▶ **EXCERPTED TEXT**:
Regulating Immunity: Toxicologists seek novel gene therapies

OSU immunotoxicologist Nancy Kerkvliet and research technician Sam Bradford use a flow cytometer to analyze cell response to chemical exposure. (Photo: Lynn Ketchum)

By Lee Anna Sherman

Dioxin, the chemical pollutant made infamous by Vietnam-era defoliant Agent Orange, has long been known to suppress immune function in humans and other animals. Surprisingly, this dangerous side effect has a scientific silver lining. While studying the toxin’s health effects, researchers discovered the genetic pathway to immune system malfunction. For people who would actually benefit from suppressed immunity — those suffering from autoimmune and allergic diseases — this clue may lead to better therapies.

With $1.8 million in funding from the American Recovery and Reinvestment Act of 2009, OSU toxicologist Nancy Kerkvliet and colleague Siva Kolluri are investigating a genetic mechanism that turns immunity on and off — the aryl hydrocarbon (AHR) receptor — in search of a non-toxic compound that activates immune-cell regulation. If found, this compound could lead to a new generation of treatment options for victims of lupus, type-1 diabetes, multiple sclerosis and other diseases.

▶ **STORED DATA**:
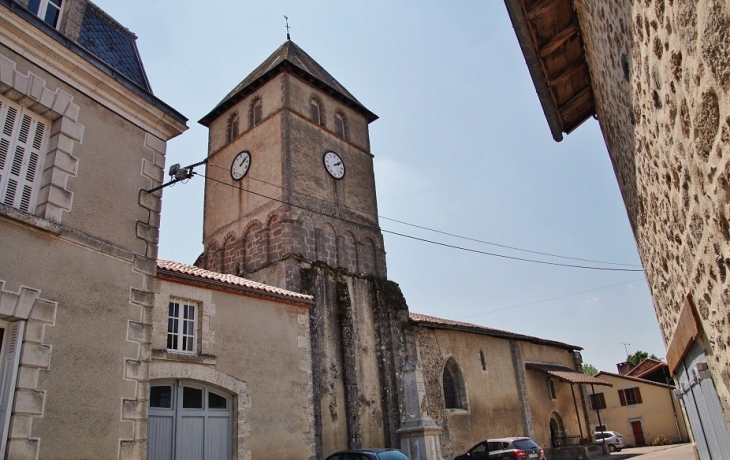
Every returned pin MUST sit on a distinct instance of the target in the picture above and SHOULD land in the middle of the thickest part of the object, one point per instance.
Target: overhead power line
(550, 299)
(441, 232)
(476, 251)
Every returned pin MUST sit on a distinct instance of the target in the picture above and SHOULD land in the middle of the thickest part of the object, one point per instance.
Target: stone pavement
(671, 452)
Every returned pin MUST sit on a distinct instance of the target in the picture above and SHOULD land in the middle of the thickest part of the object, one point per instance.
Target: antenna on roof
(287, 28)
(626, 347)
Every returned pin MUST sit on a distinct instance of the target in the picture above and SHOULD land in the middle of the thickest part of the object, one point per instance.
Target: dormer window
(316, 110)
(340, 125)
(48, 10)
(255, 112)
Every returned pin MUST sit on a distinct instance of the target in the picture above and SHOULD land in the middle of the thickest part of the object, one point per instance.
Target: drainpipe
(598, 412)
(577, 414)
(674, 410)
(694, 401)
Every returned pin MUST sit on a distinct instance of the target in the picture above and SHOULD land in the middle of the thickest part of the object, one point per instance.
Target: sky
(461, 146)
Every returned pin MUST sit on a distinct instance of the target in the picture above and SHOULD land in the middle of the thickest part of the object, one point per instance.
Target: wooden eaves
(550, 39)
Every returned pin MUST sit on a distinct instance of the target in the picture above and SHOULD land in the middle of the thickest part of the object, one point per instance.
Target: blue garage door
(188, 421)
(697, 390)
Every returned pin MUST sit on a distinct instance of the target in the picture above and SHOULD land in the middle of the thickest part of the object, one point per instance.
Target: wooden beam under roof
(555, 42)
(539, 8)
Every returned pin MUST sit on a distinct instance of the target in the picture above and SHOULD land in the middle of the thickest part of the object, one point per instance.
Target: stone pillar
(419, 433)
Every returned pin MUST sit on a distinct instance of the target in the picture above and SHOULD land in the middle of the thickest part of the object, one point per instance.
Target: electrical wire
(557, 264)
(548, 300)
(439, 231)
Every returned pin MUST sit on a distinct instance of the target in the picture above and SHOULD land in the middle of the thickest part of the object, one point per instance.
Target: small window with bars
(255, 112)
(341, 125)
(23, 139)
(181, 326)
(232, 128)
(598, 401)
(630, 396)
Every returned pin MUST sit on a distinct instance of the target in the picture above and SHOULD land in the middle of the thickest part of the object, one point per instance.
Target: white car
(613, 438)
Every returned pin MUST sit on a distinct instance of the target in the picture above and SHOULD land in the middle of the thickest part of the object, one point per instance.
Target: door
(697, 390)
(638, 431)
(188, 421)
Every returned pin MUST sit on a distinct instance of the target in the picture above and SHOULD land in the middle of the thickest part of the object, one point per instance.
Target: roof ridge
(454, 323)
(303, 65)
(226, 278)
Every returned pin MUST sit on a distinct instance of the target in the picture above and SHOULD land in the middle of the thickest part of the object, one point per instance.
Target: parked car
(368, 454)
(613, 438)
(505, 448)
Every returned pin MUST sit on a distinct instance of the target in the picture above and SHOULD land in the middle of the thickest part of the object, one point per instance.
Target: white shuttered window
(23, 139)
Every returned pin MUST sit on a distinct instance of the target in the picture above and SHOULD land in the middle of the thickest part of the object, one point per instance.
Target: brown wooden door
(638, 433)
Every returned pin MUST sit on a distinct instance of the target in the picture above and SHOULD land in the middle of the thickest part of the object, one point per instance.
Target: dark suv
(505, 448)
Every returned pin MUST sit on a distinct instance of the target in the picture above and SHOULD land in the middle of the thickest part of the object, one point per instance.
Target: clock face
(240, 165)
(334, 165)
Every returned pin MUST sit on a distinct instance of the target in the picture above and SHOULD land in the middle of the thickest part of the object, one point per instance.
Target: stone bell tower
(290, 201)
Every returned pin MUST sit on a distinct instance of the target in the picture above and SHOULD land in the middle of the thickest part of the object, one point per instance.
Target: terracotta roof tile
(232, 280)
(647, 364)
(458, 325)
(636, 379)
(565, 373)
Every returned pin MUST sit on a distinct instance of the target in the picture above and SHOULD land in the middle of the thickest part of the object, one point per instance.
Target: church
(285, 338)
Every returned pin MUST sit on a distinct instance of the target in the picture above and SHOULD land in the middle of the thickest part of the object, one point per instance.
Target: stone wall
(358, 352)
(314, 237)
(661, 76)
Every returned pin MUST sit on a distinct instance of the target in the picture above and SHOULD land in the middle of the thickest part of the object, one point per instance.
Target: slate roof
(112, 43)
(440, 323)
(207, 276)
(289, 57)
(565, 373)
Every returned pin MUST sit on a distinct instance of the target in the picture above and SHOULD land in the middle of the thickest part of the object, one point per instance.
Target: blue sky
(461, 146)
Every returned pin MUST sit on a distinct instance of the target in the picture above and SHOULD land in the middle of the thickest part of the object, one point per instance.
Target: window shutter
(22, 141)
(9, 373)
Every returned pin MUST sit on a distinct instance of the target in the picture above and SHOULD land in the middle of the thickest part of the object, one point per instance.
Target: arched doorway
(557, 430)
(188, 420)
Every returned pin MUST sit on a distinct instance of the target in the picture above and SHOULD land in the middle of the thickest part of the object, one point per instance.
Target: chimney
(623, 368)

▶ **PROBLEM TO WORK ON**:
Summarize the article on regulating immunity in two sentences. Rely only on the text itself.

▶ **ANSWER AREA**:
Researchers studying dioxin, a pollutant known to suppress immune function, discovered the genetic pathway to immune system malfunction, a clue that may lead to better therapies for people with autoimmune and allergic diseases. With $1.8 million in funding from the American Recovery and Reinvestment Act of 2009, OSU toxicologist Nancy Kerkvliet and colleague Siva Kolluri are investigating the aryl hydrocarbon (AHR) receptor in search of a non-toxic compound that activates immune-cell regulation, which could lead to new treatments for lupus, type-1 diabetes, multiple sclerosis and other diseases.